• _REQUIRED WORK_:
Collect every line in the entries below that contains the word "building", matching case exactly.

• _RECORD EXCERPTS_:
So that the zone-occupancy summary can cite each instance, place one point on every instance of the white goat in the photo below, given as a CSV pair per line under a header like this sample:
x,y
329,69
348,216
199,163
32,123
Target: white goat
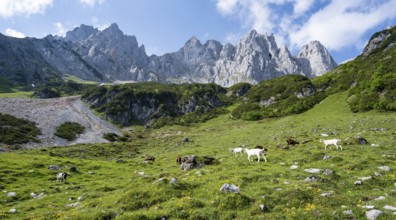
x,y
331,142
61,177
257,152
236,150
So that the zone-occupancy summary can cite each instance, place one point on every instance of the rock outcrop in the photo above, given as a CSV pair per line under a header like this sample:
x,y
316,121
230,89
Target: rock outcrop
x,y
108,55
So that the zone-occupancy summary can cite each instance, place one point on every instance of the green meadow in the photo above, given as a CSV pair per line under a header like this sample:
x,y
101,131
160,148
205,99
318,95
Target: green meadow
x,y
113,182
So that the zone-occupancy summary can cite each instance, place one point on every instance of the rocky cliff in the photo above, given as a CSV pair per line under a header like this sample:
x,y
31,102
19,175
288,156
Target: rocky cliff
x,y
108,55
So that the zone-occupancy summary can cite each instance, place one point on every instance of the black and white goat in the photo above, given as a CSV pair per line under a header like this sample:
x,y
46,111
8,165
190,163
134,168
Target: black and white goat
x,y
61,177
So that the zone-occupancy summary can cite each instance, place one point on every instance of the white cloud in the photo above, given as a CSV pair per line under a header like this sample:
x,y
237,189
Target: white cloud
x,y
14,33
11,8
226,6
335,23
91,3
60,30
301,6
343,23
98,24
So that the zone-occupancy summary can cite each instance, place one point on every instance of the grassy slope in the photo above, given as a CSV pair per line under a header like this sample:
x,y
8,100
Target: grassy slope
x,y
115,189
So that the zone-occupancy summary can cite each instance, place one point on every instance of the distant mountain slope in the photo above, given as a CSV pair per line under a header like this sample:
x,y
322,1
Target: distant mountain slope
x,y
370,78
22,64
107,55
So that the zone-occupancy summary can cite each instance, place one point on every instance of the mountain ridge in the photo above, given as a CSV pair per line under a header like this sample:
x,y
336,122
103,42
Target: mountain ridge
x,y
109,54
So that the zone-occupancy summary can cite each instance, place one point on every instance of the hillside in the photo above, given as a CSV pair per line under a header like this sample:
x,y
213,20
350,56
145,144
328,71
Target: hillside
x,y
48,114
110,55
111,181
370,78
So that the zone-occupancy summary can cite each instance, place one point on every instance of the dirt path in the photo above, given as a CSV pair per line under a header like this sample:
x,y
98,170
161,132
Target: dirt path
x,y
50,113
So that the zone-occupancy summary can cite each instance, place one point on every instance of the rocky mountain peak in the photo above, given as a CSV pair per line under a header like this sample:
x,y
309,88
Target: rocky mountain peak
x,y
319,59
377,39
81,33
193,42
113,31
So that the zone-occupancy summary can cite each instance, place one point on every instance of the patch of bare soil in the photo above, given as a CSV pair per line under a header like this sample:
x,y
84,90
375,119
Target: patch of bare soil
x,y
50,113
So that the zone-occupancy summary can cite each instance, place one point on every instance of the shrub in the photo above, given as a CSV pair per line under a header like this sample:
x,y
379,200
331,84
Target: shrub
x,y
112,137
17,131
69,130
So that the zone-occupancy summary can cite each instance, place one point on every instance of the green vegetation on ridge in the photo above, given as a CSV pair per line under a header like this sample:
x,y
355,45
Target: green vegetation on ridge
x,y
69,130
112,182
370,79
17,131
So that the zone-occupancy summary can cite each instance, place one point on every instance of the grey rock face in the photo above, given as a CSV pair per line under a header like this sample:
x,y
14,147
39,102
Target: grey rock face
x,y
109,55
315,60
375,42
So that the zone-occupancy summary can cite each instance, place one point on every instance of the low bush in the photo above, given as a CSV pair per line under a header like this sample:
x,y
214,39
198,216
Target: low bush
x,y
69,130
16,130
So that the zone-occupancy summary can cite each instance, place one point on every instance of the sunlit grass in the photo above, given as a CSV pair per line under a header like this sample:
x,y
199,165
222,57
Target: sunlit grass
x,y
110,185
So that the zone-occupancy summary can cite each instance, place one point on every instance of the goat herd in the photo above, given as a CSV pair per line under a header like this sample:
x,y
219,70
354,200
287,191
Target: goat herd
x,y
259,150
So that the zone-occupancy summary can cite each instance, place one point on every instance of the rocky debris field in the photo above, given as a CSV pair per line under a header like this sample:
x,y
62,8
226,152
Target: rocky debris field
x,y
50,113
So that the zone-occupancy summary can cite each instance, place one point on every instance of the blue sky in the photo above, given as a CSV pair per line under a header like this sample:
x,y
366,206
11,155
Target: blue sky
x,y
342,26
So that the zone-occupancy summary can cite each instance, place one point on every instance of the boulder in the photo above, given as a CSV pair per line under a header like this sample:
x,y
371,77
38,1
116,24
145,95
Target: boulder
x,y
389,207
229,188
360,140
173,181
328,172
313,170
373,214
384,168
54,167
311,179
11,194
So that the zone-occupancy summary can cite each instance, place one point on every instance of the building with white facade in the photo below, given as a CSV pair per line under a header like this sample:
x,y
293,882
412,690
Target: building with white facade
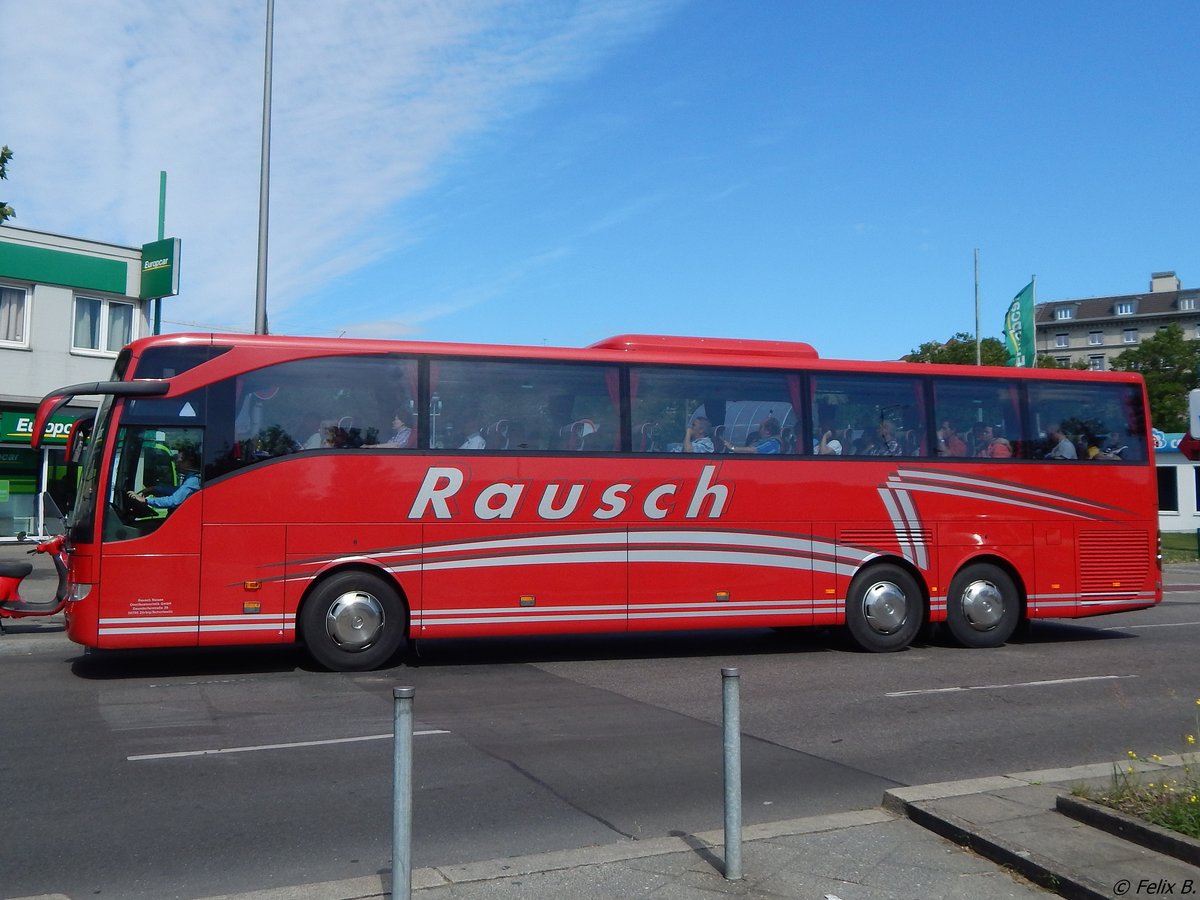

• _THE SOLUTION_:
So that the zone-occupancy summary can cite each instance, place one point on every instance of the building with white facade in the photo below, given as a CSV pair per line under a header like this sample:
Target: building with white facade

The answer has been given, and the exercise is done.